Source information:

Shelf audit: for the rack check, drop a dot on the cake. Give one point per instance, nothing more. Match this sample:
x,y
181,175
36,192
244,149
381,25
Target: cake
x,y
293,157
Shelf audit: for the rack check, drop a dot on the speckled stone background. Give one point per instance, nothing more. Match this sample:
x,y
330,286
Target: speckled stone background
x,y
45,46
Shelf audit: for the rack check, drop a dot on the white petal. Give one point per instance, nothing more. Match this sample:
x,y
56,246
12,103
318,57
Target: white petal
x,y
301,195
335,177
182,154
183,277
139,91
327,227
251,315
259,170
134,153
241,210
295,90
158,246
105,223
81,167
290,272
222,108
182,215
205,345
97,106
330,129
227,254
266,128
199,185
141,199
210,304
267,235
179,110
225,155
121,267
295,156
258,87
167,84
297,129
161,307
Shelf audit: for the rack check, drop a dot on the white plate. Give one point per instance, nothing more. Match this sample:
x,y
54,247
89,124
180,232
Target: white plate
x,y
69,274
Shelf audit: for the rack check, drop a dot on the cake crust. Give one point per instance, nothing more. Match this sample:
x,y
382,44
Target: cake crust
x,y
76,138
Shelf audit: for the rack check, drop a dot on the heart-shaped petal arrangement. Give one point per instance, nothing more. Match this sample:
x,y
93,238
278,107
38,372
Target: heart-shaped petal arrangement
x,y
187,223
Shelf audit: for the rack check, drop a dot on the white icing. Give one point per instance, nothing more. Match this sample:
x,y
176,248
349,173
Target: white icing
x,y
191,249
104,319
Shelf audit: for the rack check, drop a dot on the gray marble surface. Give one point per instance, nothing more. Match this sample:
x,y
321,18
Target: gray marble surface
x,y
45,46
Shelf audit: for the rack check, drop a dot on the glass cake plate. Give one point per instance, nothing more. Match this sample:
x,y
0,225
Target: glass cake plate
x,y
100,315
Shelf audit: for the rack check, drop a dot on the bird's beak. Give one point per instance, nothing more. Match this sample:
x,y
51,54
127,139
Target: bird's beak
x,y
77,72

Problem description: Extract, verbatim, the lines from the one containing "the white plate." through the last line of the listing above.

Exercise response:
Shelf audit: for the rack check, drop a dot on the white plate. Give one point per instance, nothing more. Match this sample:
x,y
54,247
89,124
180,232
Target: white plate
x,y
69,274
Shelf audit: for the rack check, drop a dot on the cake crust. Give one point per instance, nothing more. Match this sample:
x,y
382,44
Target: cake crust
x,y
76,138
Shelf audit: for the rack check, drop a dot on the heart-shaped petal arrangement. Give one point per instance, nothing more. Match this sample:
x,y
93,238
278,107
38,372
Target: heart-shaped petal arrangement
x,y
187,223
Shelf audit: for the rack check, drop a dot on the white icing. Give one point per instance, nothing more. Match this sample:
x,y
176,248
349,173
Target: white icing
x,y
191,249
104,319
Shelf audit: for the rack check, drop a dot on the gray marble surface. Give one point per instance, nothing more. Match this sample:
x,y
321,18
Target: gray marble surface
x,y
45,46
Shelf audit: for the rack check, drop a dot on the glass cake plate. Give one point per instance, nothing more. Match this sample:
x,y
0,225
Target: glass cake plate
x,y
100,315
Shelf audit: for the rack check, drop a dot on the bird's beak. Give one point per instance, nothing more. Match this sample:
x,y
51,54
127,139
Target: bird's beak
x,y
77,72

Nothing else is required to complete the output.